## [RECORD EXTRACTS]
>>>

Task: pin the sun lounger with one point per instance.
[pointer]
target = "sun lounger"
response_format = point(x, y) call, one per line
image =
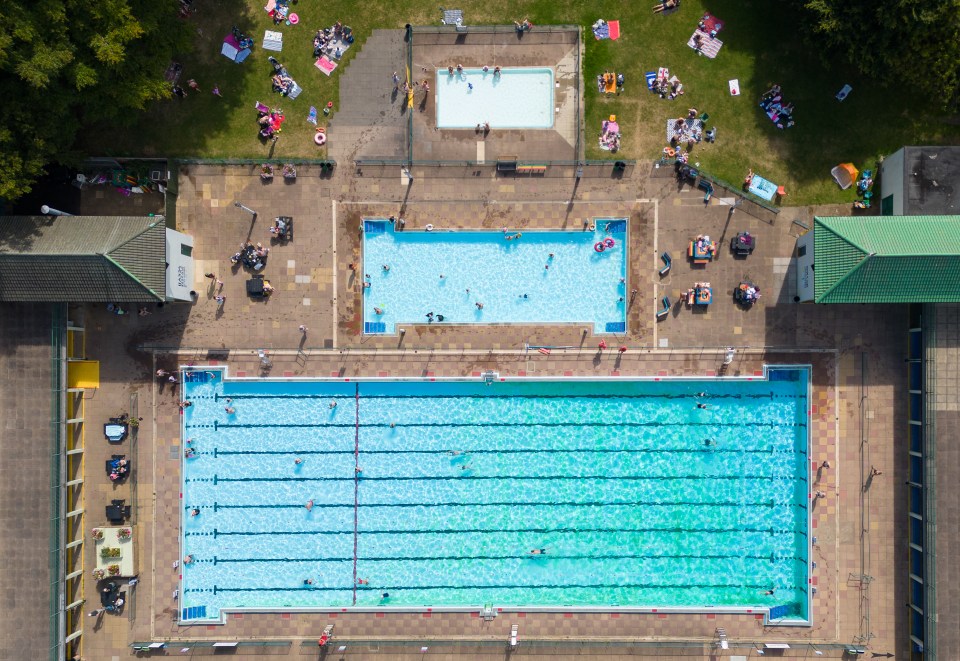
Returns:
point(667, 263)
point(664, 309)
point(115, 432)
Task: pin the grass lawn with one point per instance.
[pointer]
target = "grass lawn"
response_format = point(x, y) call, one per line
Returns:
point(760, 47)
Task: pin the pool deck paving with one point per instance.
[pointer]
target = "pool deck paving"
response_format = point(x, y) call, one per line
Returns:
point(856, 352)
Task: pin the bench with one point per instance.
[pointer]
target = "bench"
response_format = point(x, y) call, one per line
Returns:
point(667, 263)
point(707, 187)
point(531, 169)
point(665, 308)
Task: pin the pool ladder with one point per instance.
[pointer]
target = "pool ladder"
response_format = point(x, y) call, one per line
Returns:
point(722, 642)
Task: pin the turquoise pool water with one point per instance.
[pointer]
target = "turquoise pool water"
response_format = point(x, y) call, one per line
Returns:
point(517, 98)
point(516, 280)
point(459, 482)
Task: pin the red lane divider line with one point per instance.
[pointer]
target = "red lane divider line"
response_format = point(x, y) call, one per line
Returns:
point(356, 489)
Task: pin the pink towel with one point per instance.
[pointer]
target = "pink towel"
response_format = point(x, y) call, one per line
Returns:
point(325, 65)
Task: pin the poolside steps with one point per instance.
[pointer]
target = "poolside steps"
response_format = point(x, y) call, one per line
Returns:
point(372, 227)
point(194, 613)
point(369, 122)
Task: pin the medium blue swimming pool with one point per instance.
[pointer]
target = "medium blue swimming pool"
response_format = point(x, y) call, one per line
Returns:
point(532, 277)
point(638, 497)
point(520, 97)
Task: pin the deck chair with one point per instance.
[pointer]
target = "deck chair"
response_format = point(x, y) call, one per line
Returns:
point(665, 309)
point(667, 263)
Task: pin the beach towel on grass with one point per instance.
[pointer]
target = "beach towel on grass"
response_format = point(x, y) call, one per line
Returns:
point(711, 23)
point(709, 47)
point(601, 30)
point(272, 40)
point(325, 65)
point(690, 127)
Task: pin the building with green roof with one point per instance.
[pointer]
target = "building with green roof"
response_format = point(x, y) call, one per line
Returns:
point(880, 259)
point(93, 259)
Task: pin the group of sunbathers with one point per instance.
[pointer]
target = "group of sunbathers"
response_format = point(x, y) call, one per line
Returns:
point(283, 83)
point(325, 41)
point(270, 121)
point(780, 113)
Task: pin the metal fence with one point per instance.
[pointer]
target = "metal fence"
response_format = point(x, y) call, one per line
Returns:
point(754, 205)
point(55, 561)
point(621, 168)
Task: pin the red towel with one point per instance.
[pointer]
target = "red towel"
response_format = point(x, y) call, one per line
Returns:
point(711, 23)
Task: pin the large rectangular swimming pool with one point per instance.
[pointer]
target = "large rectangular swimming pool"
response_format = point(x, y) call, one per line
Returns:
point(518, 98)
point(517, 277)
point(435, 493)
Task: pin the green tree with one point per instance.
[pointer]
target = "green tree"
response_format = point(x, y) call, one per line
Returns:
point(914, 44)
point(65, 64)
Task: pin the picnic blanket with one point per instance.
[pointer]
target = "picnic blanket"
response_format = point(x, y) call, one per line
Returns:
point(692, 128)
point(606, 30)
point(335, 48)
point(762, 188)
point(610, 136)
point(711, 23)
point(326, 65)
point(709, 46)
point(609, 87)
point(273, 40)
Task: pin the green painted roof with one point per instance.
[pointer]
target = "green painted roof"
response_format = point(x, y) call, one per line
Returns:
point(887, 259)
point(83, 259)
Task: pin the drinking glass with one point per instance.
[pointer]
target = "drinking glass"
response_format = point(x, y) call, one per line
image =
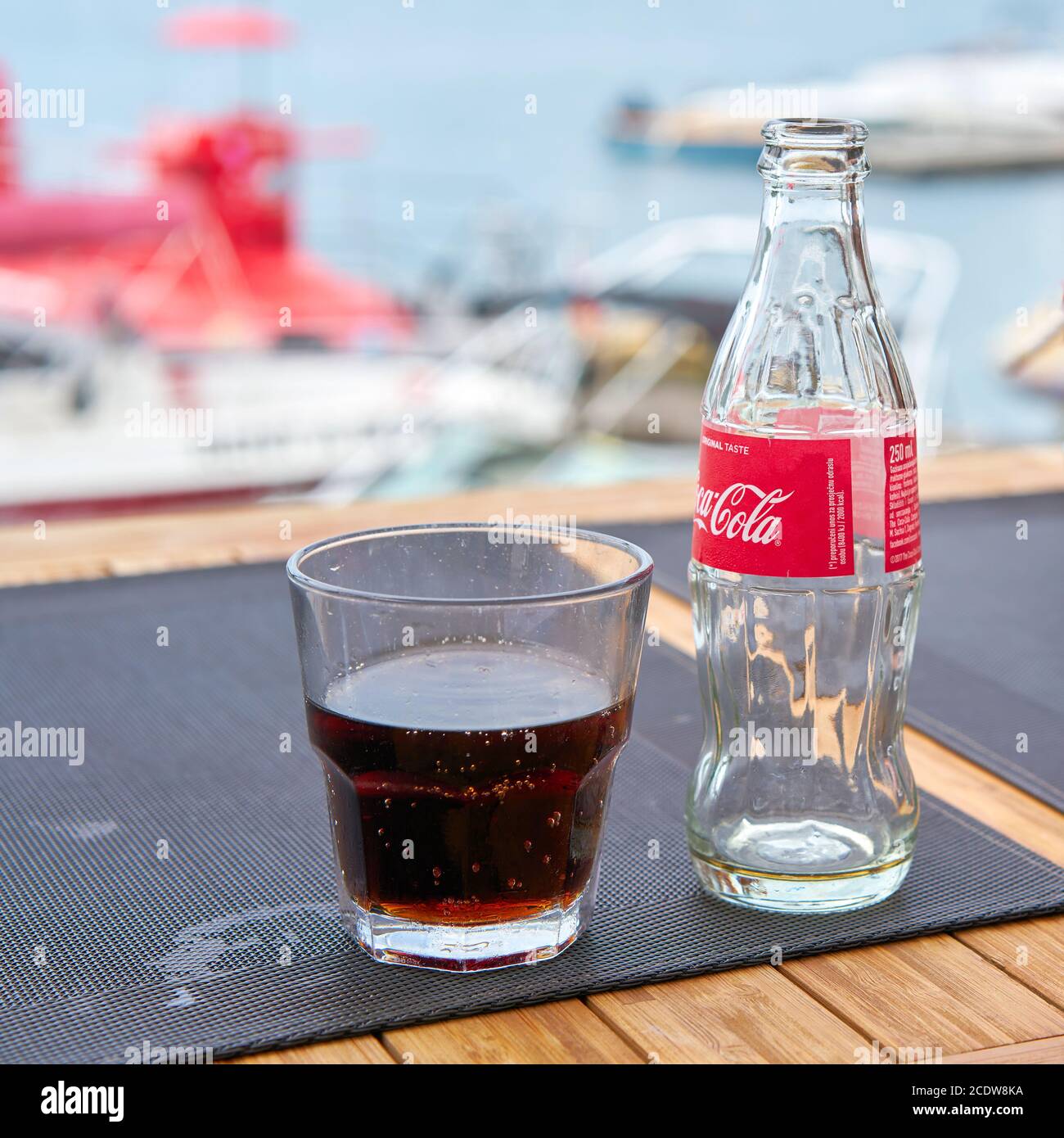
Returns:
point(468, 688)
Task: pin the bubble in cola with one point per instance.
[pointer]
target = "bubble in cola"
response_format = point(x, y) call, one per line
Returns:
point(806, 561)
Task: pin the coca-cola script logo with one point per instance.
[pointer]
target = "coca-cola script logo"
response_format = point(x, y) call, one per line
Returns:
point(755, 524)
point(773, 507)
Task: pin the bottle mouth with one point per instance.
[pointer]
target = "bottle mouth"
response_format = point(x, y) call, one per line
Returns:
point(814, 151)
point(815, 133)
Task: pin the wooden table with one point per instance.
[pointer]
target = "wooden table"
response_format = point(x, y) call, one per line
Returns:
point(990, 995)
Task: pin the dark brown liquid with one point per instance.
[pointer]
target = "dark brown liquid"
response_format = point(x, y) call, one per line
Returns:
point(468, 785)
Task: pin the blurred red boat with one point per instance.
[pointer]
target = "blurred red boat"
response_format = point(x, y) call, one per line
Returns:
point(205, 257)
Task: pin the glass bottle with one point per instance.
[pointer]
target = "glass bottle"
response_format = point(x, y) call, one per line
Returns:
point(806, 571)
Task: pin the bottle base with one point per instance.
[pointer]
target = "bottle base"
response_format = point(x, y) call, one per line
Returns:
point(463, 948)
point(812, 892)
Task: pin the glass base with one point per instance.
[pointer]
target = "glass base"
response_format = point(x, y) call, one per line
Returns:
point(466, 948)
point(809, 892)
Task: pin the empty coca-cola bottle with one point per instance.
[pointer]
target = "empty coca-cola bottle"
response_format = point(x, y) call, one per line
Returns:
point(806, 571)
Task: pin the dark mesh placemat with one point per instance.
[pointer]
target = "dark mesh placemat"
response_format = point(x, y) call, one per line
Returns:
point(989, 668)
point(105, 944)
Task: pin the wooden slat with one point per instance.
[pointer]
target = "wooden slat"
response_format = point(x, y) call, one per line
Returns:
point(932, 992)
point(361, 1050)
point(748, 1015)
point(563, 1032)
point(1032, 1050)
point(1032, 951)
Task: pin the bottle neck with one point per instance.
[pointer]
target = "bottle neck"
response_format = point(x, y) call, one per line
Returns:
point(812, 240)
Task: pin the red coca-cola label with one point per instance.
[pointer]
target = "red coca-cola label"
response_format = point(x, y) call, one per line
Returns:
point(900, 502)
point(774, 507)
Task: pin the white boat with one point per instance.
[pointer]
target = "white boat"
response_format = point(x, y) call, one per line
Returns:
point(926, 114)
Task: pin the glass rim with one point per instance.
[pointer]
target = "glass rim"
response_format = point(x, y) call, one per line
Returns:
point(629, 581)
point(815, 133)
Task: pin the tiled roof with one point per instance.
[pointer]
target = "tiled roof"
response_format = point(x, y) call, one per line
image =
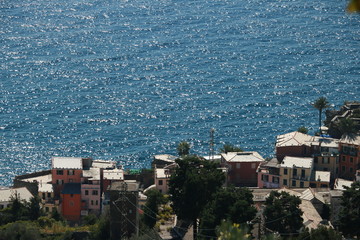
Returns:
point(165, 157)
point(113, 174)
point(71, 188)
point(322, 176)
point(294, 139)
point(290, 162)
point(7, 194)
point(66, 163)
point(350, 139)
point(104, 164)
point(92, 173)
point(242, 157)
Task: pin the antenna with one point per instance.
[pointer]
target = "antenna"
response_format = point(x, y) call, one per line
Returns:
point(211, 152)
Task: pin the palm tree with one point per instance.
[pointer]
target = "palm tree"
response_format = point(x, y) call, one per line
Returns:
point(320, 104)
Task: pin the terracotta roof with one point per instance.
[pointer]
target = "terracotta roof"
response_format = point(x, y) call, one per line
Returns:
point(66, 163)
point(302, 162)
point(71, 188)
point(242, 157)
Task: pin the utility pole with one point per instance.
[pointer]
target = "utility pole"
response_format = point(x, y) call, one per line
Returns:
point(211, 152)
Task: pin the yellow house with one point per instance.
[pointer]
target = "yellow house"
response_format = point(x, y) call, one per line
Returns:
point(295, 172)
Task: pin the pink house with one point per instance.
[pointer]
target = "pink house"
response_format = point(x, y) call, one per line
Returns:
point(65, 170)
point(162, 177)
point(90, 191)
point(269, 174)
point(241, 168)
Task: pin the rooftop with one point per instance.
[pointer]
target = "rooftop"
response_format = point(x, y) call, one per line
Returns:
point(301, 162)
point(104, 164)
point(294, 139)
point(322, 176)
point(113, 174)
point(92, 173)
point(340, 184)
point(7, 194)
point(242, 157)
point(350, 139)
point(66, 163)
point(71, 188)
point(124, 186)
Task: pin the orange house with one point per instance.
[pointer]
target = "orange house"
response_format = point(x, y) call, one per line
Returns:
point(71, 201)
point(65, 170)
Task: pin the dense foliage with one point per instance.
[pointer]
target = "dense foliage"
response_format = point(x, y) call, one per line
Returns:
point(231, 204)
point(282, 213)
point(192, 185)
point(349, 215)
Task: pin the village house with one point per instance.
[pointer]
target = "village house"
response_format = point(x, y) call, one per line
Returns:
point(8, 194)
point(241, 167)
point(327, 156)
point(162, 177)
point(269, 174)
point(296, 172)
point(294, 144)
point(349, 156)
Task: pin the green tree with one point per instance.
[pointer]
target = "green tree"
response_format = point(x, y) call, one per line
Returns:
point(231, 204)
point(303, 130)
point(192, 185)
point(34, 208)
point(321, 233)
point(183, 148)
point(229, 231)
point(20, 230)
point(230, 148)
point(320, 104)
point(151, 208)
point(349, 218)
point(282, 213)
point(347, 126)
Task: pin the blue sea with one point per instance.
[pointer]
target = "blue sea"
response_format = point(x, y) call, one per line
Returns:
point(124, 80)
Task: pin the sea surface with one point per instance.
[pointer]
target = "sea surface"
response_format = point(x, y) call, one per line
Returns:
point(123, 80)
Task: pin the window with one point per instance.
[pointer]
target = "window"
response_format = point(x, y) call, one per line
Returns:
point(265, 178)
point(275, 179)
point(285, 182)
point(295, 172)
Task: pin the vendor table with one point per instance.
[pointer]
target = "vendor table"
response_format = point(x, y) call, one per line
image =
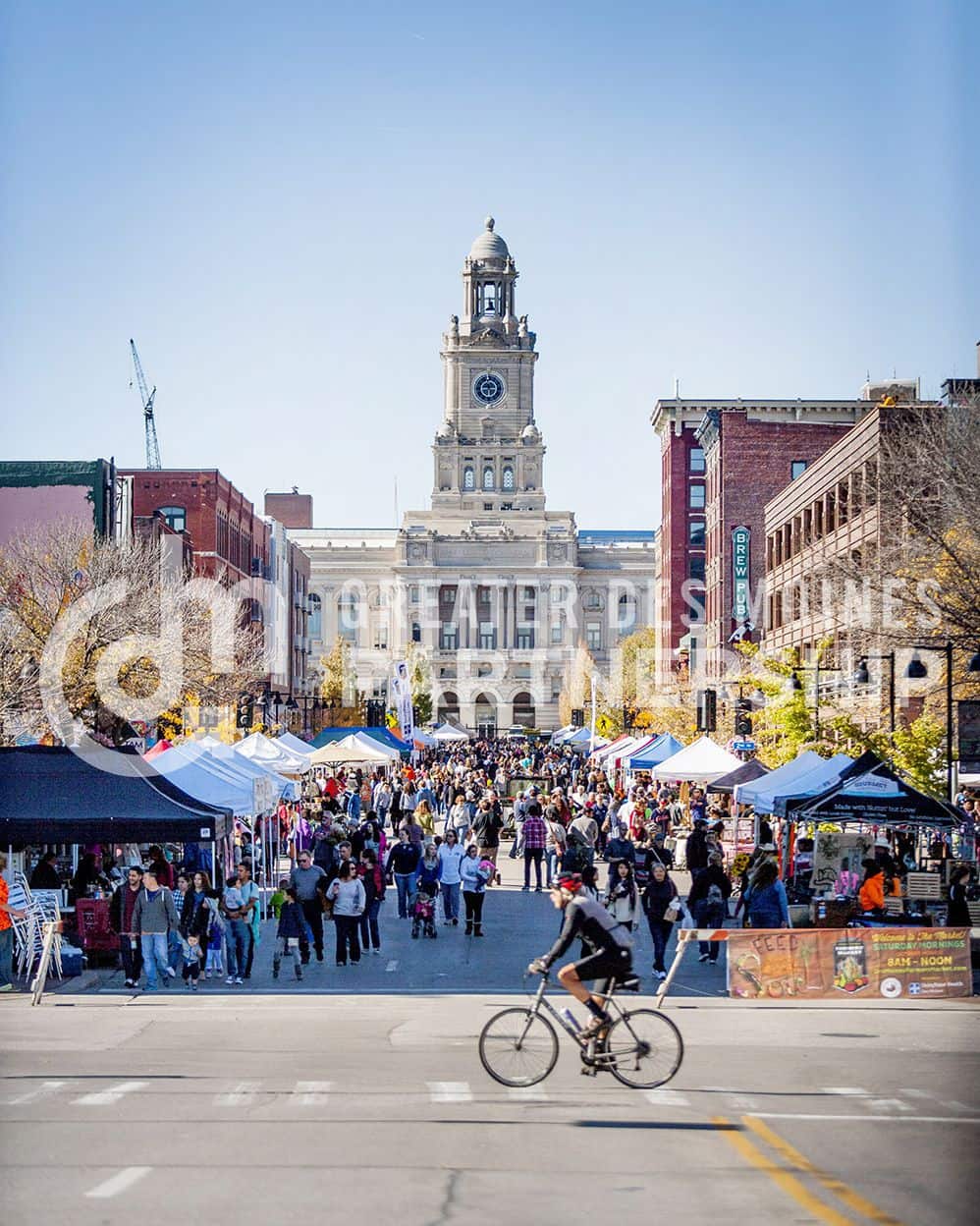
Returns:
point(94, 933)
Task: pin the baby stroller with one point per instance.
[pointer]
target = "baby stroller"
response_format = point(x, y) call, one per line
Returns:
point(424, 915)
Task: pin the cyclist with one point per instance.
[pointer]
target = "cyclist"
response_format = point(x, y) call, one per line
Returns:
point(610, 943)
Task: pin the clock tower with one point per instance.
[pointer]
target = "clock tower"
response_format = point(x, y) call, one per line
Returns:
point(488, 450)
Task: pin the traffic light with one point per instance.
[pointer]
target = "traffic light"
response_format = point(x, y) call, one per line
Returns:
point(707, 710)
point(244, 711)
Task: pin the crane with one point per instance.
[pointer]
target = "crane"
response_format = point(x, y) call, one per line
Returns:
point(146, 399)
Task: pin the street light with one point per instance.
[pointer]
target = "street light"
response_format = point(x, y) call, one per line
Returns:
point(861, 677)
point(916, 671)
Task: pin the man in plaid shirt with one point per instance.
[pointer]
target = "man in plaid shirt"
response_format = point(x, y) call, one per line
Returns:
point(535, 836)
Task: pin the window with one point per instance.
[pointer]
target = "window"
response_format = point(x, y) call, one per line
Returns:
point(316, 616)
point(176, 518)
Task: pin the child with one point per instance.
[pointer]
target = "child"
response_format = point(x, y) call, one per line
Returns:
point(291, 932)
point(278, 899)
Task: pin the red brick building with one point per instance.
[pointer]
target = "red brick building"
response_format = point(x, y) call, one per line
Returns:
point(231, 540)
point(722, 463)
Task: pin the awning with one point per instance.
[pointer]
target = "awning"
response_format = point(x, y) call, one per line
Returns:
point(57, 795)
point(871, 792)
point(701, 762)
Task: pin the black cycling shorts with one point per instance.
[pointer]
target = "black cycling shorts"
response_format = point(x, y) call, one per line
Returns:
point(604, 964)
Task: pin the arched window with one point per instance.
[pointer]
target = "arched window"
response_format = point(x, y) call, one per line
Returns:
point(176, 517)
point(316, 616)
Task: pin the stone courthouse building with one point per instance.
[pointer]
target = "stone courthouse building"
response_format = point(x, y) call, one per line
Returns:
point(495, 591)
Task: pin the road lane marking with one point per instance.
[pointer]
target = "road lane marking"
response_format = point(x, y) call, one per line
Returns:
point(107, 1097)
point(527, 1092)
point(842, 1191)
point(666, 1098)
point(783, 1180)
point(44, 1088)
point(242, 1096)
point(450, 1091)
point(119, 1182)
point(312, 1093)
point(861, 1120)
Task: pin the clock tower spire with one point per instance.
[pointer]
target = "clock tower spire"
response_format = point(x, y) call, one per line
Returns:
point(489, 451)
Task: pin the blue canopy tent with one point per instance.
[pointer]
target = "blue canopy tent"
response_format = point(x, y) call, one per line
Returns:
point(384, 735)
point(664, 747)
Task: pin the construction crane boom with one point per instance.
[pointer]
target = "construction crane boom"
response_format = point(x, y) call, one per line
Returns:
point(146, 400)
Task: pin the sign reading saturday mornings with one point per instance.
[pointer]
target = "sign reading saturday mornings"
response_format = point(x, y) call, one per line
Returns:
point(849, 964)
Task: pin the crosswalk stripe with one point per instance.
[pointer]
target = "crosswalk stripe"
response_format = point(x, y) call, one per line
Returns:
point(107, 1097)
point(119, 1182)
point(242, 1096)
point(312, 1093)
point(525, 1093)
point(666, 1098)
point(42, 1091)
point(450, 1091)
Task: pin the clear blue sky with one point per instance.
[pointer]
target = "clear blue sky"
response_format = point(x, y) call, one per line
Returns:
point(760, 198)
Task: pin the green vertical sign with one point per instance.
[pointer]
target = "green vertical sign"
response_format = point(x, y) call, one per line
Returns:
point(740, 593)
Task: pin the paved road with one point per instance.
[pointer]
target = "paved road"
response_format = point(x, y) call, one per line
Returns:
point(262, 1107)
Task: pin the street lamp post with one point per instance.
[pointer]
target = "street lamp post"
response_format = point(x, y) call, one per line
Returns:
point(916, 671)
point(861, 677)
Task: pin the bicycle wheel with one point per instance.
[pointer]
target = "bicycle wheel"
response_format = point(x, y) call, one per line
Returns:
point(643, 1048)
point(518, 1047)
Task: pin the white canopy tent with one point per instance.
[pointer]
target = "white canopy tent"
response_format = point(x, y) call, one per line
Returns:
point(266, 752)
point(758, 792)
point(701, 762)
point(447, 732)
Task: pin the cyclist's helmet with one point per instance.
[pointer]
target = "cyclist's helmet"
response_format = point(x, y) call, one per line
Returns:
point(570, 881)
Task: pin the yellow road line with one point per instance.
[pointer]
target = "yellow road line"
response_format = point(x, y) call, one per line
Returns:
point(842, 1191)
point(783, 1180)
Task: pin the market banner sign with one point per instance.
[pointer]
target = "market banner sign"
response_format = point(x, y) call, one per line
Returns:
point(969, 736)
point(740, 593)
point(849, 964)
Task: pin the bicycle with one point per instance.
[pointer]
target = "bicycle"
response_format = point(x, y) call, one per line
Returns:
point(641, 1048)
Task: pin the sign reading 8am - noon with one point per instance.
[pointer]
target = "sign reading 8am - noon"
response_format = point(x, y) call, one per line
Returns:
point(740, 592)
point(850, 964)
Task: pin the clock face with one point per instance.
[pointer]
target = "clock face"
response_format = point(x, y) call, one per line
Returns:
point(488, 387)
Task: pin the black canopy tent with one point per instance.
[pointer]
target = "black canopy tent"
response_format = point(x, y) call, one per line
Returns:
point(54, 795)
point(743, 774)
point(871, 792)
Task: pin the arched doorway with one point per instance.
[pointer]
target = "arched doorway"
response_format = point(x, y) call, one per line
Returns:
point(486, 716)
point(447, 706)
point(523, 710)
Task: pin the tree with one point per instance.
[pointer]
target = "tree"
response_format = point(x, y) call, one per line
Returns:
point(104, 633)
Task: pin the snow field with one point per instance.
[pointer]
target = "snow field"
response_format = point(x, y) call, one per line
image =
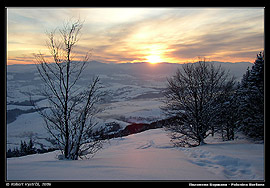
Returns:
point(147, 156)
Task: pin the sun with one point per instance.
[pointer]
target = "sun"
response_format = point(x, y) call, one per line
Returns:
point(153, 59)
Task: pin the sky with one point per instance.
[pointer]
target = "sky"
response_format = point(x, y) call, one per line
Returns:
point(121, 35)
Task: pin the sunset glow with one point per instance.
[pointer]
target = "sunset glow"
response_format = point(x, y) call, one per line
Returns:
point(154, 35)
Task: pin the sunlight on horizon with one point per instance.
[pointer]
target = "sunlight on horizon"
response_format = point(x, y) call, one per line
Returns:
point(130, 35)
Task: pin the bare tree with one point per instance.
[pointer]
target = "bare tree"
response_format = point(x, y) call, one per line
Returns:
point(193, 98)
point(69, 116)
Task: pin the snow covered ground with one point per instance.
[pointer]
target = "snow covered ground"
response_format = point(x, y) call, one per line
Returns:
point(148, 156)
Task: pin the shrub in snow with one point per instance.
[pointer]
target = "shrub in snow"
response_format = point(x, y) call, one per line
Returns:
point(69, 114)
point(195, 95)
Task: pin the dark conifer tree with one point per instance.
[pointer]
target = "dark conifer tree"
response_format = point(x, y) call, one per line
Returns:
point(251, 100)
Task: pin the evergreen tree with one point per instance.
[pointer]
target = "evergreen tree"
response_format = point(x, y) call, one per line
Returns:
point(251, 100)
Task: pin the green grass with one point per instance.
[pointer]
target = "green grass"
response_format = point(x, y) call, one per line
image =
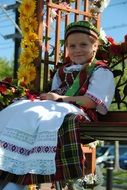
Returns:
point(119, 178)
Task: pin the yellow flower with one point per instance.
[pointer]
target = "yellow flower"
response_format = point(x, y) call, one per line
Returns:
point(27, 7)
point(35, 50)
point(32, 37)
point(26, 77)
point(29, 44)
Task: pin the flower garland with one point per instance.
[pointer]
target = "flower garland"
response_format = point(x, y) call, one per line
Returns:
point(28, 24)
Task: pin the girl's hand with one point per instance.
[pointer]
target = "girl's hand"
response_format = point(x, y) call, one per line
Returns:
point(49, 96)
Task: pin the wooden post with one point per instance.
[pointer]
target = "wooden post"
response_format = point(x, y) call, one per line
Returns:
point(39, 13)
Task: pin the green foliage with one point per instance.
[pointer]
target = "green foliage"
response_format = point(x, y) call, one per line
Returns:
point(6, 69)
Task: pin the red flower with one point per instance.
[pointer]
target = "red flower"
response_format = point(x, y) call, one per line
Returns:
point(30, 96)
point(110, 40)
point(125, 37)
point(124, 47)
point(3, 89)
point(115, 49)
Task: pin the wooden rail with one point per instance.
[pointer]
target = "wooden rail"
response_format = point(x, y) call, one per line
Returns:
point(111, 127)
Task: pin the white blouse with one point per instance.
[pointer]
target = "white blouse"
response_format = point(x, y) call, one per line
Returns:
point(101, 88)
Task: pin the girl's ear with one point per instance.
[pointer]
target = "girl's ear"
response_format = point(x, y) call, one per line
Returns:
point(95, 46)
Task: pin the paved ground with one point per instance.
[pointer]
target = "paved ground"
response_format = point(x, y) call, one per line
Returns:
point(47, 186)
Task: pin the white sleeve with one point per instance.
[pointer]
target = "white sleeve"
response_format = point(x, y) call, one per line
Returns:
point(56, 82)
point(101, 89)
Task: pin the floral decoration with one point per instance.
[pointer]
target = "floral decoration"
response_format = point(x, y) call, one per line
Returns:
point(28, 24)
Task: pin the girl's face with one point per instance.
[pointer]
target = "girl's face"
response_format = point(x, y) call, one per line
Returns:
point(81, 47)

<<<

## [TASK DIRECTIONS]
Among the lines of the data, find every one that holds "palm" and copy it.

## [WRITTEN REPLY]
Task: pin the palm tree with one point per instance.
target = "palm tree"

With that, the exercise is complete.